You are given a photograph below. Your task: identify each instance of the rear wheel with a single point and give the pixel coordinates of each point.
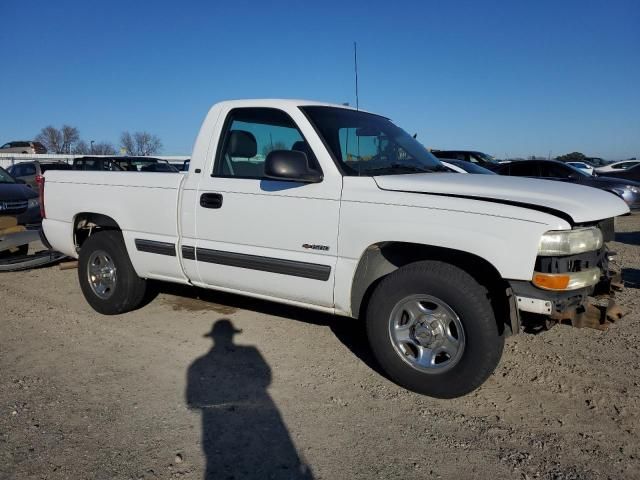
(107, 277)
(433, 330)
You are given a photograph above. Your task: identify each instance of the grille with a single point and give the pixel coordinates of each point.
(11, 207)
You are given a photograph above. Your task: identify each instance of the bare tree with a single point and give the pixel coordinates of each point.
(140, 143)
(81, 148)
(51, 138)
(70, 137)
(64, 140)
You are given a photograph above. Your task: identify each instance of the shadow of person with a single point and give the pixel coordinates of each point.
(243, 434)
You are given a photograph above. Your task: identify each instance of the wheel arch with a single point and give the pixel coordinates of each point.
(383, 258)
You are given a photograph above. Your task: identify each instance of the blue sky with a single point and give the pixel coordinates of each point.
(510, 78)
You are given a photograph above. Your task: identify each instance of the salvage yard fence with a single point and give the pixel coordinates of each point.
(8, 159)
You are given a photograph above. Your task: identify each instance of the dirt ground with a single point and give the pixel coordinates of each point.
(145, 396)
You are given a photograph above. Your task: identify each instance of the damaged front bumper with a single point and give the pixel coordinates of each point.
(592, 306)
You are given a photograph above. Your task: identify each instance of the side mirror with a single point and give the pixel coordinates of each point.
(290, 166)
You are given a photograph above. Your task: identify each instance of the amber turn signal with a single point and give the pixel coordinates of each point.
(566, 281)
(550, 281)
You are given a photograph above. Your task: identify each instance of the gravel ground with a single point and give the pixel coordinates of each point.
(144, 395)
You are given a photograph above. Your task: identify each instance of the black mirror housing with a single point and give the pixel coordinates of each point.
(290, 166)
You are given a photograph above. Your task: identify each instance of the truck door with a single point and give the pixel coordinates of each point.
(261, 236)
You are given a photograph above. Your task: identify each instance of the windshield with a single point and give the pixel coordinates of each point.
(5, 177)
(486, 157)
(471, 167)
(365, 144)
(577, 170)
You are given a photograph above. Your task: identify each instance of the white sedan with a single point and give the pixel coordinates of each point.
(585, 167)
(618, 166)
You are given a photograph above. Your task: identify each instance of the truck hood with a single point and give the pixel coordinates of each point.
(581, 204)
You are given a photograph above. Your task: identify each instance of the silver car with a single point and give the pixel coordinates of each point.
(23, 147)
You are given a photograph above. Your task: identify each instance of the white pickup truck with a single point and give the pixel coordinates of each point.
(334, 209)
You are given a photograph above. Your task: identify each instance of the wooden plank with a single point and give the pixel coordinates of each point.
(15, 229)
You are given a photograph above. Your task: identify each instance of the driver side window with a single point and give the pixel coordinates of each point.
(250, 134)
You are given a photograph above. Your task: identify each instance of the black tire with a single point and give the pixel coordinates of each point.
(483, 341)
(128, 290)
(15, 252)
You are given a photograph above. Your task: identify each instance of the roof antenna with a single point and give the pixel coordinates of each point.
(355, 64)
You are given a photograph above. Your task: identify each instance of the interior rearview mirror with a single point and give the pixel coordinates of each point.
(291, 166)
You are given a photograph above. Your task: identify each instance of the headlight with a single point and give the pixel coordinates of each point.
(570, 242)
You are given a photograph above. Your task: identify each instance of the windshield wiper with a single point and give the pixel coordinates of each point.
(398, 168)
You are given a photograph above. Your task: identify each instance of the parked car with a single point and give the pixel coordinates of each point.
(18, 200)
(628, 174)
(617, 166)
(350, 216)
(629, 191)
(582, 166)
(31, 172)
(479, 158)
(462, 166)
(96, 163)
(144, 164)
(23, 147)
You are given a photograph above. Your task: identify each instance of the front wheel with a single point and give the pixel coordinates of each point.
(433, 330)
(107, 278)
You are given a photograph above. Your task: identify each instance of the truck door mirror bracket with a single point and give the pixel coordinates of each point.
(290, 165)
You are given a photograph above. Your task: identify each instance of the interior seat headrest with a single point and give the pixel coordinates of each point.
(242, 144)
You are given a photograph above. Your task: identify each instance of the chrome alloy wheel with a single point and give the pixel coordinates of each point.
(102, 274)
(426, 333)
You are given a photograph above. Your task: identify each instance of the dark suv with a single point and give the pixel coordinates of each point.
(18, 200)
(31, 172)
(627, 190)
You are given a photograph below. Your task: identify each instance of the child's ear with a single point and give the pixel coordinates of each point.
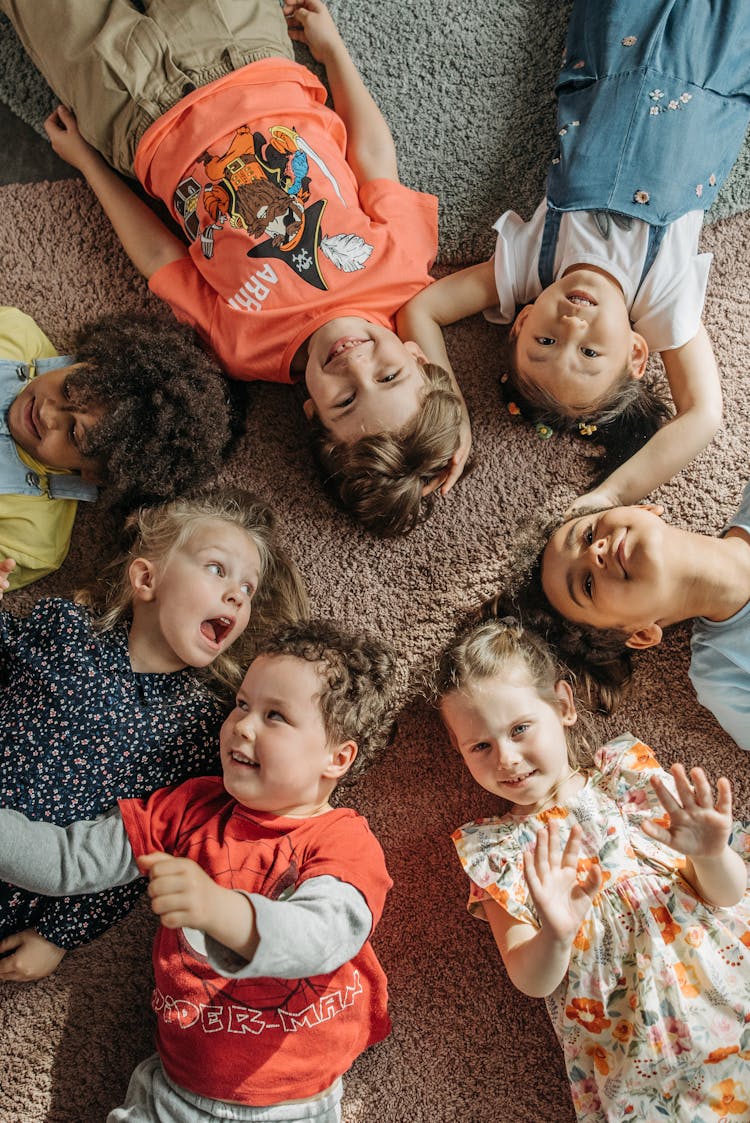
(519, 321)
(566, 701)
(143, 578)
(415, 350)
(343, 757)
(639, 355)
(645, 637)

+ + +

Print the lines from the line with "of the child's" through the end of the records, leaving the pictures out.

=== Answer to this problem ===
You are given a photograph below. Your task: identify each instance of the child's ear with a single point and give the pixel coordinates of each point.
(519, 321)
(566, 701)
(143, 578)
(415, 350)
(343, 757)
(639, 355)
(645, 637)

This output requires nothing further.